> _WHAT IS BEING ASKED_
Write out every entry exactly; the pictures do not belong in the copy.

BEGIN EXTRACTED MATERIAL

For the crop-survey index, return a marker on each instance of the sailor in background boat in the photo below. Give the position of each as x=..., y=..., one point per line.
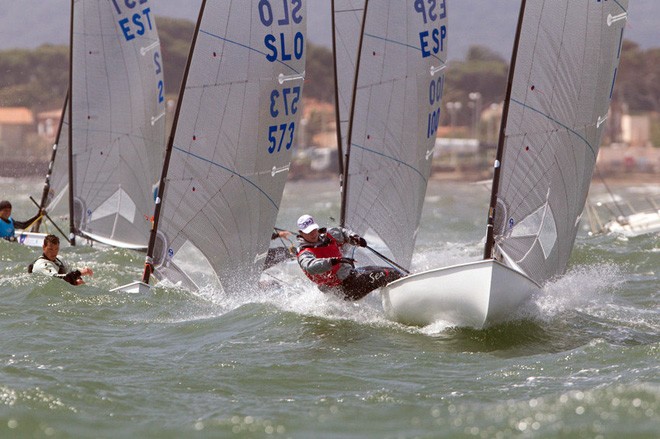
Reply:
x=49, y=264
x=321, y=259
x=8, y=225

END EXTRACTED MATERIAL

> _OUTPUT BELOW_
For the crop-survey index, return a marker on each instance of the sailor in background boat in the photo below. Give the position of each as x=..., y=..., one point per line.
Reply:
x=49, y=264
x=321, y=259
x=8, y=225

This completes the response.